● **Your task**
An exact copy of the lines from the top of the data through the line with "instruction: provide the mask of every instance of the huge" is what you should give, with no pictures in it.

*** Opening of Entries supplied ***

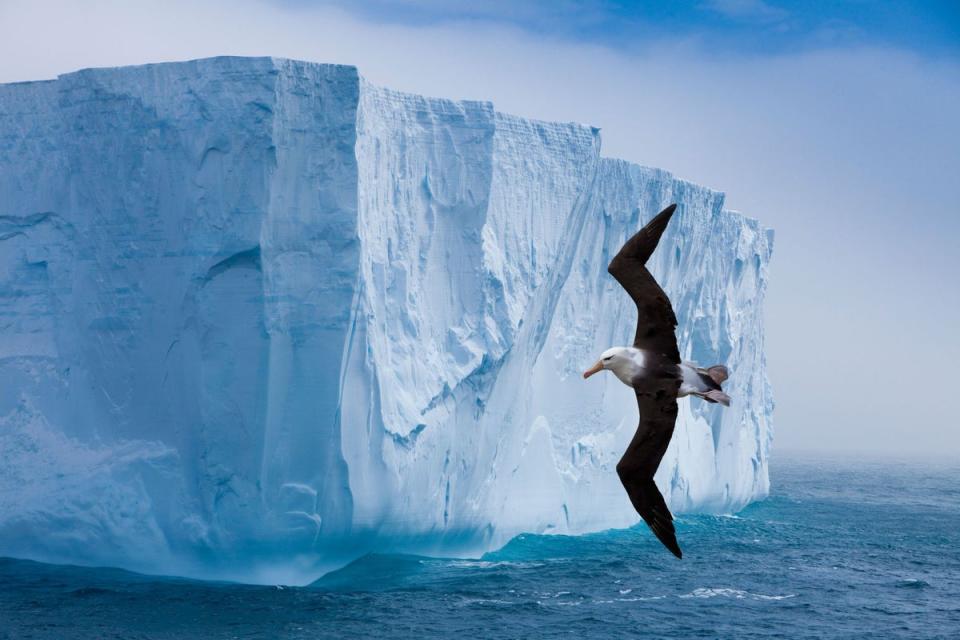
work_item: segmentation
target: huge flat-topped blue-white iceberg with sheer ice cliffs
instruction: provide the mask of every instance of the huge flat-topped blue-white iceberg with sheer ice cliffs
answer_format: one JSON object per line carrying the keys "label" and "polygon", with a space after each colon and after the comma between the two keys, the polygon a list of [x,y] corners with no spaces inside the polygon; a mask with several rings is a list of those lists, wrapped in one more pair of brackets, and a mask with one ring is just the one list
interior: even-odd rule
{"label": "huge flat-topped blue-white iceberg with sheer ice cliffs", "polygon": [[657,482],[765,495],[772,236],[599,150],[289,60],[0,86],[0,555],[292,582],[633,524],[632,393],[579,373],[674,201],[653,270],[734,403],[681,401]]}

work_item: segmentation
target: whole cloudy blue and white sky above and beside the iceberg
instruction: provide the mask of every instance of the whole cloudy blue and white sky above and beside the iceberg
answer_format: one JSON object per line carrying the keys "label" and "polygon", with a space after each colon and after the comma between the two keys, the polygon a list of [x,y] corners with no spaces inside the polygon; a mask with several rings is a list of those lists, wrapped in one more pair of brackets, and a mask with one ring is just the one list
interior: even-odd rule
{"label": "whole cloudy blue and white sky above and beside the iceberg", "polygon": [[601,128],[776,232],[774,455],[960,455],[960,2],[0,0],[0,82],[212,55]]}

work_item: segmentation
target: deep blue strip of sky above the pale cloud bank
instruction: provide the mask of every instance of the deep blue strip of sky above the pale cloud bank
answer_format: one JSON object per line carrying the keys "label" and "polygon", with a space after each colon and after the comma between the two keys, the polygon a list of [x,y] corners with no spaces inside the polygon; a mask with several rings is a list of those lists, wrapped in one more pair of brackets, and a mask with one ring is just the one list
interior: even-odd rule
{"label": "deep blue strip of sky above the pale cloud bank", "polygon": [[286,8],[336,6],[364,20],[411,26],[510,24],[558,37],[640,50],[666,36],[752,54],[828,46],[891,46],[925,54],[960,51],[955,0],[272,0]]}

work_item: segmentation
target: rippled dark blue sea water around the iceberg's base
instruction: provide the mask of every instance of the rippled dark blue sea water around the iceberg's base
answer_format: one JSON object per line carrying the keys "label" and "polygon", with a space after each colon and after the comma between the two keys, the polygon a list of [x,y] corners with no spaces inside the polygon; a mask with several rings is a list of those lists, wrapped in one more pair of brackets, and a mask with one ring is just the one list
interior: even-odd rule
{"label": "rippled dark blue sea water around the iceberg's base", "polygon": [[0,638],[960,638],[960,463],[775,459],[736,516],[368,556],[304,588],[0,559]]}

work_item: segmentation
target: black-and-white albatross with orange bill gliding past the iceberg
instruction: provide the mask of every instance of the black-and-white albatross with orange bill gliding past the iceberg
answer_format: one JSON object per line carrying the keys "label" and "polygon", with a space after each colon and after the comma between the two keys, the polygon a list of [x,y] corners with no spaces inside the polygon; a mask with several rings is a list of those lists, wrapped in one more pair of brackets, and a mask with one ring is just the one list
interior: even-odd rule
{"label": "black-and-white albatross with orange bill gliding past the iceberg", "polygon": [[703,369],[680,361],[675,333],[677,317],[667,294],[647,271],[647,260],[657,248],[676,208],[677,205],[672,204],[657,214],[627,240],[607,267],[637,305],[637,332],[632,347],[607,349],[583,377],[608,369],[633,388],[640,409],[640,424],[617,463],[617,475],[633,507],[654,535],[673,555],[682,558],[673,516],[653,481],[653,474],[673,436],[677,398],[693,395],[730,406],[730,396],[720,388],[728,376],[726,367],[715,365]]}

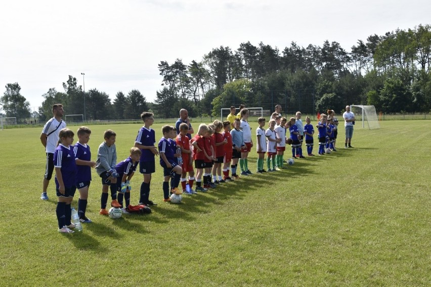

*** Close of Entries supplied ***

● **Result below**
work_item: segmentation
target: huge flat-topped blue-white iceberg with sheer ice cliffs
instruction: provide the mask of every instance of the huge flat-topped blue-white iceberg with sheer ice cliffs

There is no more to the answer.